▶ _DOCUMENT EXCERPT_:
····················

Cyber Warfare Opens A New Front Against Civilians
Technology is a plant that is forever growing and humanity cannot currently anticipate its full height or width. The increasing use of cyberspace for virtually everything in contemporary life creates a scenario where we cannot imagine life without all the convenience it has brought.
Modern warfare is increasingly adjusting its power towards cyberspace as opposed to the traditional weapons.
The unique nature of cyberwarfare is that it does not need matching armies, it only needs keyboards, the equivalent of gunpowder in current warfare. This means that nations have lost their monopoly to wage war thus making armed conflicts more dangerous while leaving civilians ever more exposed.
Anyone with a keyboard and the skills can launch cyber-attacks against the state or any other entity that can be targeted. In a doomsday scenario, it paints a war of everyone against everyone because the skills can be learnt easily by anyone and the attendant tools are available for download on the Internet.
As such, the ability to enjoy e-commerce, among other advantages, does not come devoid of the possible damage that could result from full-scale cyberwar. In the words of Anthony Sinopoli, “The potential for disastrous consequences in a nuclear attack can be matched in the case of an all-out attack using cyber-warfare.
The example of a cyber-attack where critical infrastructures are destroyed or otherwise rendered useless can leave a state in a helpless position, causing unnecessary suffering to its citizens.”
Despite its convenience and its ability to launch attacks effectively without marching troops, there is no war that has been waged purely on cyber means.

····················

▶ _DATA EXCERPT_:
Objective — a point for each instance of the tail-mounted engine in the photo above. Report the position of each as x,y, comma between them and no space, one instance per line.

····················

▶ _TASKS_:
1/ Rewrite the stretch of the cyber warfare text from "Cyber Warfare Opens" through "ever more exposed.", replacing "cyberspace" with "the digital realm".
2/ In the cyber warfare text, what does cyberwarfare need in place of matching armies?

▶ _RESPONSES TO THE EXERCISE_:
1/
Cyber Warfare Opens A New Front Against Civilians
Technology is a plant that is forever growing and humanity cannot currently anticipate its full height or width. The increasing use of the digital realm for virtually everything in contemporary life creates a scenario where we cannot imagine life without all the convenience it has brought.
Modern warfare is increasingly adjusting its power towards the digital realm as opposed to the traditional weapons.
The unique nature of cyberwarfare is that it does not need matching armies, it only needs keyboards, the equivalent of gunpowder in current warfare. This means that nations have lost their monopoly to wage war thus making armed conflicts more dangerous while leaving civilians ever more exposed.

2/ Only keyboards.